* _Stored dataset items_:
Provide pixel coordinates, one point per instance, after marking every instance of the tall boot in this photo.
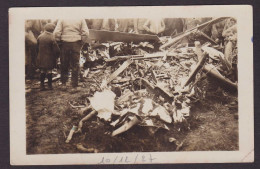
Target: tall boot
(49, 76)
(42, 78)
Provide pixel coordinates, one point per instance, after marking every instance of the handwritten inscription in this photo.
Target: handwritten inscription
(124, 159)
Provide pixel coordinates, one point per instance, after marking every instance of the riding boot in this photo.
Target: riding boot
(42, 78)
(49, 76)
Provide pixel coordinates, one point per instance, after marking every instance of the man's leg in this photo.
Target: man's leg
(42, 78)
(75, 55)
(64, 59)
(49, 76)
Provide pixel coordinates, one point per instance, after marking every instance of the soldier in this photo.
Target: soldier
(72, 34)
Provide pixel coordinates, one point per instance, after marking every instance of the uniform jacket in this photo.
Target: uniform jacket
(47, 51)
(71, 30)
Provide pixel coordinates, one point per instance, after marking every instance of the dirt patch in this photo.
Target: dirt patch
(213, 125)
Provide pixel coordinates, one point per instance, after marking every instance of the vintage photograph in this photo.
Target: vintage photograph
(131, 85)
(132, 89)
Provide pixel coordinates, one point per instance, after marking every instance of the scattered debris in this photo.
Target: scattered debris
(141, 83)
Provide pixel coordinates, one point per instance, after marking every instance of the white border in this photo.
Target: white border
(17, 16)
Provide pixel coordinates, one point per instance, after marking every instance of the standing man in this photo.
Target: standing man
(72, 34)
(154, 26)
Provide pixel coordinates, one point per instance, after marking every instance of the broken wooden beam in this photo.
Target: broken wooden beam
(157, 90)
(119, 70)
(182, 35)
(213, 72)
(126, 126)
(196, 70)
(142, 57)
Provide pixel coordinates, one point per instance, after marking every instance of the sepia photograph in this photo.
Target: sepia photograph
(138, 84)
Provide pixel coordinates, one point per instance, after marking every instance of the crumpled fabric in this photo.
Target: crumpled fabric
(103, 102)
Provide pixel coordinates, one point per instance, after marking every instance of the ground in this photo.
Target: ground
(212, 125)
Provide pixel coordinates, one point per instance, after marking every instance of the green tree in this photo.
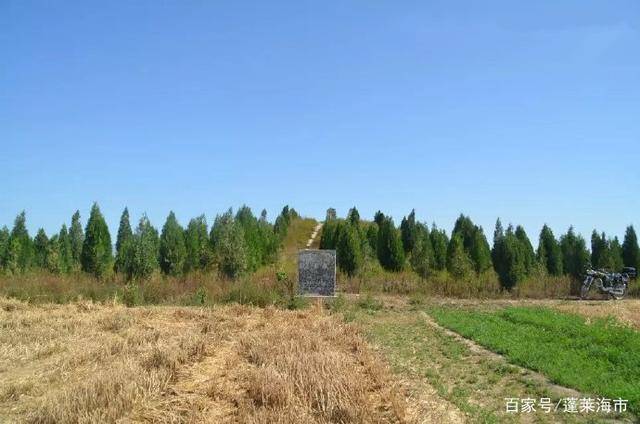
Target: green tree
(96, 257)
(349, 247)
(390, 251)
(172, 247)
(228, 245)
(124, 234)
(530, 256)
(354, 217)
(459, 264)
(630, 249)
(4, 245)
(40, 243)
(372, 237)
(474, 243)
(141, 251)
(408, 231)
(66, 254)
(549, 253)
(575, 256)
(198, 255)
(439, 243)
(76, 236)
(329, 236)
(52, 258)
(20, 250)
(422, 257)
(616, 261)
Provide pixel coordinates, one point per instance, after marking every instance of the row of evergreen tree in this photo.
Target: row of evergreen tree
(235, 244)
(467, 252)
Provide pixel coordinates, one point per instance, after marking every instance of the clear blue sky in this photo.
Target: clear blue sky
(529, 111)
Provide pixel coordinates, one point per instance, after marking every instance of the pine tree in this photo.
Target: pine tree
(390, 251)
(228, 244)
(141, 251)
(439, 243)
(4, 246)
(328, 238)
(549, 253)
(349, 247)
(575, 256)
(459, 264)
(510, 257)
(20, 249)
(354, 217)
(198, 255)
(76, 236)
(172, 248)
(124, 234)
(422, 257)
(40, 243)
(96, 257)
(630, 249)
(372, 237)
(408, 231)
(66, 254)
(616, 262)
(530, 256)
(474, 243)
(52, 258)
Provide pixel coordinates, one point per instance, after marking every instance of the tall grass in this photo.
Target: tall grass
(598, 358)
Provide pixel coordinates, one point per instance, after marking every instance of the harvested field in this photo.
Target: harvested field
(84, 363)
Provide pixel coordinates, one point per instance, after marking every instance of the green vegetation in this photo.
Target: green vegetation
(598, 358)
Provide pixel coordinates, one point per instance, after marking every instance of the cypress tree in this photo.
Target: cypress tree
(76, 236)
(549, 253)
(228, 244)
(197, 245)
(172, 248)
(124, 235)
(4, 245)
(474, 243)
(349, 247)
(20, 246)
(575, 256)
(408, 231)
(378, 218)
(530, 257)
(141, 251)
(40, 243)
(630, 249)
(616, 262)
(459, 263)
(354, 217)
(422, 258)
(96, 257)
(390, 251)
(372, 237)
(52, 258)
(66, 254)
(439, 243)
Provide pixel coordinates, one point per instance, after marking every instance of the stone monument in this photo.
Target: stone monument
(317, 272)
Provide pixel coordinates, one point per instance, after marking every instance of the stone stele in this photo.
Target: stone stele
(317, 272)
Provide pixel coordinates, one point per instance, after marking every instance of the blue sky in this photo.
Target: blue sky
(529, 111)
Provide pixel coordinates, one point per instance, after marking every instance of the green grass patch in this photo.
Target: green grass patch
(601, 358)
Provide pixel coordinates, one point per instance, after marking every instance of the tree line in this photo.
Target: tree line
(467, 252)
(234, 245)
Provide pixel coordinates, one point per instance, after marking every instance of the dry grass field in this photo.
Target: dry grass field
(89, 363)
...
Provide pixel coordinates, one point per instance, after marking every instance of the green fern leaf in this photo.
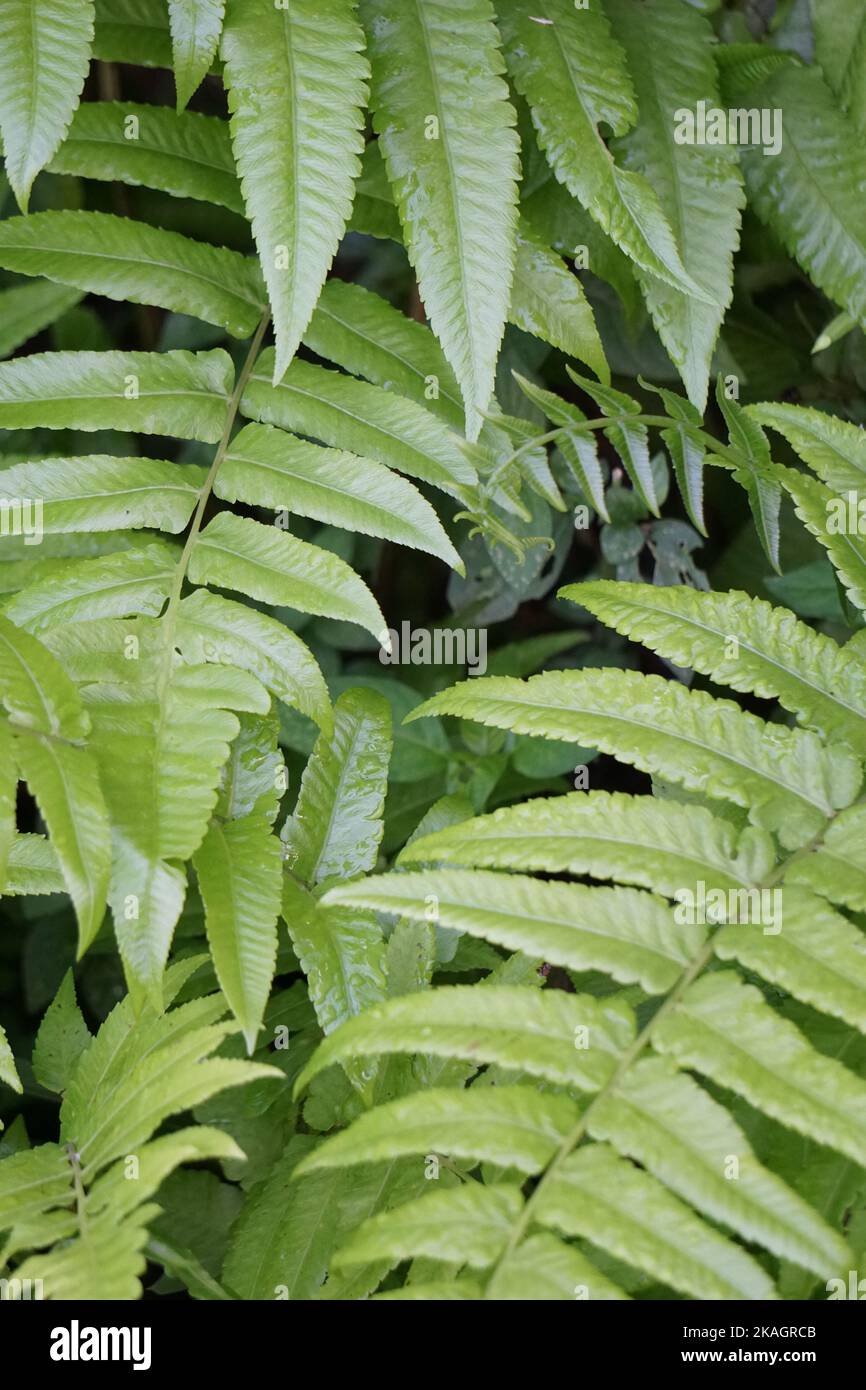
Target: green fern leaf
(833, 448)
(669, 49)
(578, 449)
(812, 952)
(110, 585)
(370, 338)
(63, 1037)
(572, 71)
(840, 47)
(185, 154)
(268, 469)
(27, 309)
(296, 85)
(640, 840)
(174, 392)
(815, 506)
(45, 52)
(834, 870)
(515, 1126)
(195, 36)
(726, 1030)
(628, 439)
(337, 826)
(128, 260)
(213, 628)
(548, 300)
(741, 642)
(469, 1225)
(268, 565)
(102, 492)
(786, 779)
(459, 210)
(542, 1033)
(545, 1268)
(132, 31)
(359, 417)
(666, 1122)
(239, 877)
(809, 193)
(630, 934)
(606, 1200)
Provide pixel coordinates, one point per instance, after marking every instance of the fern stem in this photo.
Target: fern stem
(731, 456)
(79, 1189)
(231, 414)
---
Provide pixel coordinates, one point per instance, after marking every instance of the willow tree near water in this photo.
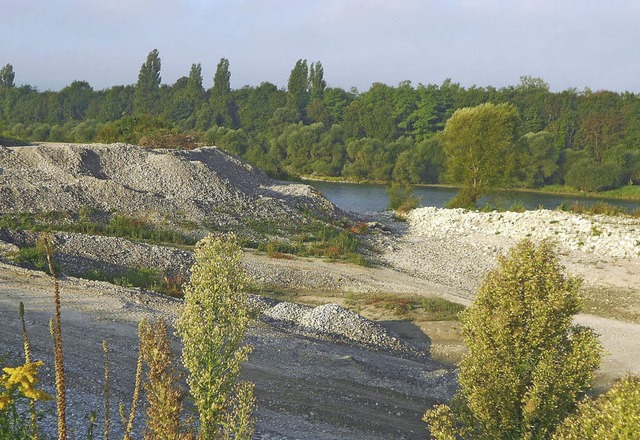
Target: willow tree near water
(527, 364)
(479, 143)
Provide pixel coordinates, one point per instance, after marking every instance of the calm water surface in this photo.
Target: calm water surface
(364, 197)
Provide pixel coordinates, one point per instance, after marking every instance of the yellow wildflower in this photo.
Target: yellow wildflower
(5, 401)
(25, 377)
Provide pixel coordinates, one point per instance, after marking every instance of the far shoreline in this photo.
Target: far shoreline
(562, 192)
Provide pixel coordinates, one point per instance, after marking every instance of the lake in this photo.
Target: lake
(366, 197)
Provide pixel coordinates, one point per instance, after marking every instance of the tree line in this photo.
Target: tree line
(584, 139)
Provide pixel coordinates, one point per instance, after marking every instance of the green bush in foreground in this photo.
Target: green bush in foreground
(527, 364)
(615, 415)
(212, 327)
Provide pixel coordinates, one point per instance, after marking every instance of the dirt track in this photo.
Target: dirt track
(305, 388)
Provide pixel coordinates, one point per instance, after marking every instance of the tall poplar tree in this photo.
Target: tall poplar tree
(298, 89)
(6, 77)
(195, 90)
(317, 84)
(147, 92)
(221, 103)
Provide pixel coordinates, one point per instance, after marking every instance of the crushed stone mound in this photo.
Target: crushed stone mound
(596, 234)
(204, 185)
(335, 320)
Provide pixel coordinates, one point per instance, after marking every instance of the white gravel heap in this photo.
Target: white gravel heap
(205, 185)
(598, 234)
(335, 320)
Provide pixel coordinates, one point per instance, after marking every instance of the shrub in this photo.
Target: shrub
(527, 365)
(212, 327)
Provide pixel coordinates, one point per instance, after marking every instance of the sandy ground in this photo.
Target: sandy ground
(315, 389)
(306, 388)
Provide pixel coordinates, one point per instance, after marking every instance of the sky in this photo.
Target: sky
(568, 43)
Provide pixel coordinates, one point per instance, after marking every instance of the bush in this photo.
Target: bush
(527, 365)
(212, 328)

* _Required action_: Look through the entries above and quote exactly the lines from the line with "pine tree in this photo." to the line with "cypress tree in this photo.", counting both of those lines.

* _Answer box_:
Provide pixel coordinates, one point per instance, after marking every instance of the pine tree in this photo.
Target: pine tree
(390, 251)
(228, 244)
(141, 251)
(439, 243)
(4, 246)
(328, 238)
(549, 253)
(349, 247)
(575, 256)
(459, 264)
(510, 257)
(20, 249)
(354, 217)
(198, 255)
(76, 236)
(172, 248)
(124, 234)
(422, 257)
(40, 243)
(96, 257)
(630, 249)
(372, 237)
(408, 231)
(66, 254)
(616, 262)
(530, 256)
(474, 243)
(52, 258)
Provide pixel coordinates, one point per instance, after marking every instance of the tall grass in this photo.
Target: tall grass
(598, 358)
Provide pixel coordinates, one point per instance, after marking every instance of the harvested field in this photo.
Target: harvested field
(84, 363)
Provide pixel coordinates, one point per instance, after marking every instance of the green vegetation in this photo.
Target: green vegetation
(598, 358)
Provide pixel coordinates, one point per instance, after marking every instance of the cypress tree in this photo.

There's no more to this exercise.